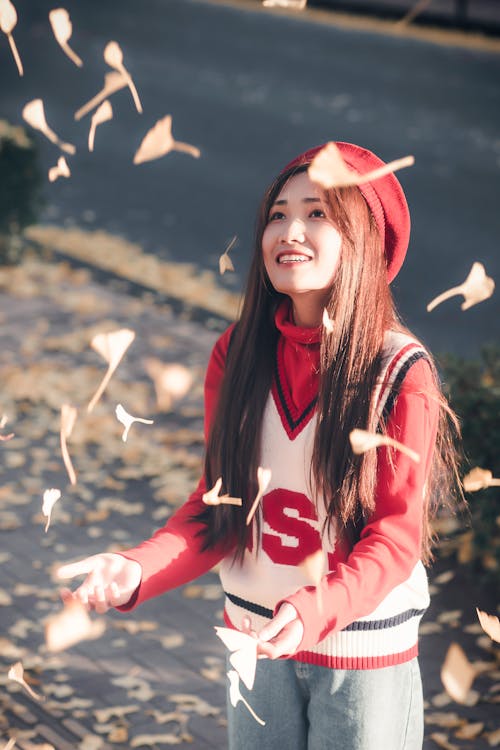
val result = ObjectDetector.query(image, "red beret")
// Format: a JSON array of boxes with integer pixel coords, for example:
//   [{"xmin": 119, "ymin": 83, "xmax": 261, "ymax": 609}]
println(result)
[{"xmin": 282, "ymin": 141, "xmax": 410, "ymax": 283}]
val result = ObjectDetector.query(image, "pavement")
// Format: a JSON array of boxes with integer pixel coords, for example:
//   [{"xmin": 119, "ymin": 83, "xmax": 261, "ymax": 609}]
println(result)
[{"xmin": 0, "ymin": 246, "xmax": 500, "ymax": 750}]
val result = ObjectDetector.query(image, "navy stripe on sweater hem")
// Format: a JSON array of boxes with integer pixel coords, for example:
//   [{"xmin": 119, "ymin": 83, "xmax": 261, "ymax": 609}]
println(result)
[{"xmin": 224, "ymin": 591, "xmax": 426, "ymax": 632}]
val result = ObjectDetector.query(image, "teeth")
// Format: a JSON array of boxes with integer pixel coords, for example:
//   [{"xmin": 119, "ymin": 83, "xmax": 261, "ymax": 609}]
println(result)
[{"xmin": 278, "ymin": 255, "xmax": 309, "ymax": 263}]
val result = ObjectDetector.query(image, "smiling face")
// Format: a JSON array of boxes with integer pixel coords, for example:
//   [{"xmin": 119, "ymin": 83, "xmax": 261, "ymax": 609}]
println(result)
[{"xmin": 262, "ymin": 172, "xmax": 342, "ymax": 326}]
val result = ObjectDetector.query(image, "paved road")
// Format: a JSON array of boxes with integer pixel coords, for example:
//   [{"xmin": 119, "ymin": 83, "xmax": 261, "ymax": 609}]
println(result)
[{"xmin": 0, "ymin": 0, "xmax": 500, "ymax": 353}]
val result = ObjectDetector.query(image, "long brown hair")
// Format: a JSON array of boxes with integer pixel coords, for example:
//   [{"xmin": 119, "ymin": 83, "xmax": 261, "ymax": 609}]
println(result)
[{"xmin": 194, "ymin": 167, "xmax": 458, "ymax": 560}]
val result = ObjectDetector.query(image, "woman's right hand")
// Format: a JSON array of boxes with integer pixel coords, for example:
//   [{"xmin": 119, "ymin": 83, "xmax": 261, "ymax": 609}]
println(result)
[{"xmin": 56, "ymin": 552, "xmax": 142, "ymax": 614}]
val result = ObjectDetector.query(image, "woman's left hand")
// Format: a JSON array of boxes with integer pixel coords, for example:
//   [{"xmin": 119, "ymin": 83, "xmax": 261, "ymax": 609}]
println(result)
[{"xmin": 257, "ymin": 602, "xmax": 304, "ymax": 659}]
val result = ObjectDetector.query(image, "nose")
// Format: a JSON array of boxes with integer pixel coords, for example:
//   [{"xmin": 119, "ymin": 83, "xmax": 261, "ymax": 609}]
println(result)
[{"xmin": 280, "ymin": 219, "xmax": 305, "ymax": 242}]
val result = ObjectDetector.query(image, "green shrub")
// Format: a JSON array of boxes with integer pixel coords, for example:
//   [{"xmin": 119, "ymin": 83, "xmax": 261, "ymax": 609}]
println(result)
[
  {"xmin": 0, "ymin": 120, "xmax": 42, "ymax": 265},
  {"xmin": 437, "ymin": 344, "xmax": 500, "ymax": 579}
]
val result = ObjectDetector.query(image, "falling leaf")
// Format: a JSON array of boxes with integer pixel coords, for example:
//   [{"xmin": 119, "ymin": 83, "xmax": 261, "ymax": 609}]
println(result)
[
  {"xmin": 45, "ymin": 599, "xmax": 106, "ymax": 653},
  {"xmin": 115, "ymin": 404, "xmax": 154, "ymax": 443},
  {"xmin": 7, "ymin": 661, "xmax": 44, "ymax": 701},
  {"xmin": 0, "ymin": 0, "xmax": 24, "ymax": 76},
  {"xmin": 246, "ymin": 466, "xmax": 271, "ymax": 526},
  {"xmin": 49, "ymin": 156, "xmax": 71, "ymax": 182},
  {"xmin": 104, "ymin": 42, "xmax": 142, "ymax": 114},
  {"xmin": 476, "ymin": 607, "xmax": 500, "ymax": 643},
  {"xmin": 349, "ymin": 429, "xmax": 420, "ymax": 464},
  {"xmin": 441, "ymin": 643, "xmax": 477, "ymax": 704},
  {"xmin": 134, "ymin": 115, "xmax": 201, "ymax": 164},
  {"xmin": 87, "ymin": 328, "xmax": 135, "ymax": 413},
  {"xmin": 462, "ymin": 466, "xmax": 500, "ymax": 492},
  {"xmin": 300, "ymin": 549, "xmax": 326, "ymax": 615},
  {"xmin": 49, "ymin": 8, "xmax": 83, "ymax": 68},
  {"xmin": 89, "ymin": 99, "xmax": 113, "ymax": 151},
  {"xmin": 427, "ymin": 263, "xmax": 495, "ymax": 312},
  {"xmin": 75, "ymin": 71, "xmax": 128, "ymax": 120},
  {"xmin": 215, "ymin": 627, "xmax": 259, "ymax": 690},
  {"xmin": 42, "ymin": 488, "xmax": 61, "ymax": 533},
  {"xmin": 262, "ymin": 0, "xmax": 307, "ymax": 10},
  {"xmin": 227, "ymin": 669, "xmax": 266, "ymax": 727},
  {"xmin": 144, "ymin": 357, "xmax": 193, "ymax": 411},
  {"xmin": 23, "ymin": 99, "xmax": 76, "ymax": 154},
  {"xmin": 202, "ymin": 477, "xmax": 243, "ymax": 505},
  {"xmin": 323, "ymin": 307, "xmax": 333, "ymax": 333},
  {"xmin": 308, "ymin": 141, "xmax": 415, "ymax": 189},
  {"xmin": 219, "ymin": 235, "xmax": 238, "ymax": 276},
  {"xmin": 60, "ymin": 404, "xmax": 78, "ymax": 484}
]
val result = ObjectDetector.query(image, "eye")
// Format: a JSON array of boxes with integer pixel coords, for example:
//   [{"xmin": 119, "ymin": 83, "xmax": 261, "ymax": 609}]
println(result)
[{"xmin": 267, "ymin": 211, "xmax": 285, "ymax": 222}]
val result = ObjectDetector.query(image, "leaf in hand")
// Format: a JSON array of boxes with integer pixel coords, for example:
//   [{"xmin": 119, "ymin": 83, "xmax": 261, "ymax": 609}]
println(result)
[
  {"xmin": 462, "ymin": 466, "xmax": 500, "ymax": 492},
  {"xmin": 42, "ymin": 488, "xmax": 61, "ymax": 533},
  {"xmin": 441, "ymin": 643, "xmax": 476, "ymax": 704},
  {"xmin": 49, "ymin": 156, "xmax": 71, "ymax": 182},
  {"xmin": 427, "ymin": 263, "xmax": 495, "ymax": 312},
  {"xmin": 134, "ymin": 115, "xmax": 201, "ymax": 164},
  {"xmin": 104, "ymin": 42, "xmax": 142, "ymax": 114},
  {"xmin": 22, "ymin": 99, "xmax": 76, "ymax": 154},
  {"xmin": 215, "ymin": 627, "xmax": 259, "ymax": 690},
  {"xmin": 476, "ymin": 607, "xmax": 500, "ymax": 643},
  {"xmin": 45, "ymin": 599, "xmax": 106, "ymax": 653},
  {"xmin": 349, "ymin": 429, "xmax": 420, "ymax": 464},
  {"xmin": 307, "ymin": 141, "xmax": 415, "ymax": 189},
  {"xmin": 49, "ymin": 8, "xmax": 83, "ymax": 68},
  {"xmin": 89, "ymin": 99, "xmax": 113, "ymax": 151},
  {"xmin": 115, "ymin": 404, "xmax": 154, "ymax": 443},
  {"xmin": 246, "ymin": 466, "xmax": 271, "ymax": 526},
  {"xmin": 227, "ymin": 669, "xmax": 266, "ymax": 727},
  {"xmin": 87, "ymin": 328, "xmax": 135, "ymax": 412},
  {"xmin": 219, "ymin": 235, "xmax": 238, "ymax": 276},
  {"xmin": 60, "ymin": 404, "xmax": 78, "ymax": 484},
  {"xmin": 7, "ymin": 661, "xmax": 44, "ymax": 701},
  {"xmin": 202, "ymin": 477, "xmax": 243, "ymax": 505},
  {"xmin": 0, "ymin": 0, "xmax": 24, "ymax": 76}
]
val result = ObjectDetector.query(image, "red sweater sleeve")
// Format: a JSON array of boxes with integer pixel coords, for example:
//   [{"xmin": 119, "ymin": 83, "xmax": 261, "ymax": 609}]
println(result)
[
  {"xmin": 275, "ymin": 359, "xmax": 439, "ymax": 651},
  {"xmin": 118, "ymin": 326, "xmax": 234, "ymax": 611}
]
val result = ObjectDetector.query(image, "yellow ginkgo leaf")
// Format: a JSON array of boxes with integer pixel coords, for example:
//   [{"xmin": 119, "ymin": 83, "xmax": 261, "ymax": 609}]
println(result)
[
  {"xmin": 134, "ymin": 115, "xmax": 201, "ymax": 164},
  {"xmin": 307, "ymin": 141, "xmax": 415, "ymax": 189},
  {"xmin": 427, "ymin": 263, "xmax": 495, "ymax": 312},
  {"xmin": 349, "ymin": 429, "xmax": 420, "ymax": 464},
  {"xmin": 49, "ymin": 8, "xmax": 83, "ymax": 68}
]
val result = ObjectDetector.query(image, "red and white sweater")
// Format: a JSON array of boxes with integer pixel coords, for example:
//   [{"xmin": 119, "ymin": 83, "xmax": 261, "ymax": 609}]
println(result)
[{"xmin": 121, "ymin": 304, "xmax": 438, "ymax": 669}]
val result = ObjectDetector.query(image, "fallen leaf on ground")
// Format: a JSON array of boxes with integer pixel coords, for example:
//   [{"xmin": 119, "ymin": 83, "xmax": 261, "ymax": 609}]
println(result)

##########

Stated goal. Pull out every line of the material that contains the string "woman". Treat uppercase and lowercase letters as distinct when matching.

Expected output.
val result = ObjectDetector.query(image, "woman's right hand")
val result = ObjectDetector.query(image, "woman's left hand")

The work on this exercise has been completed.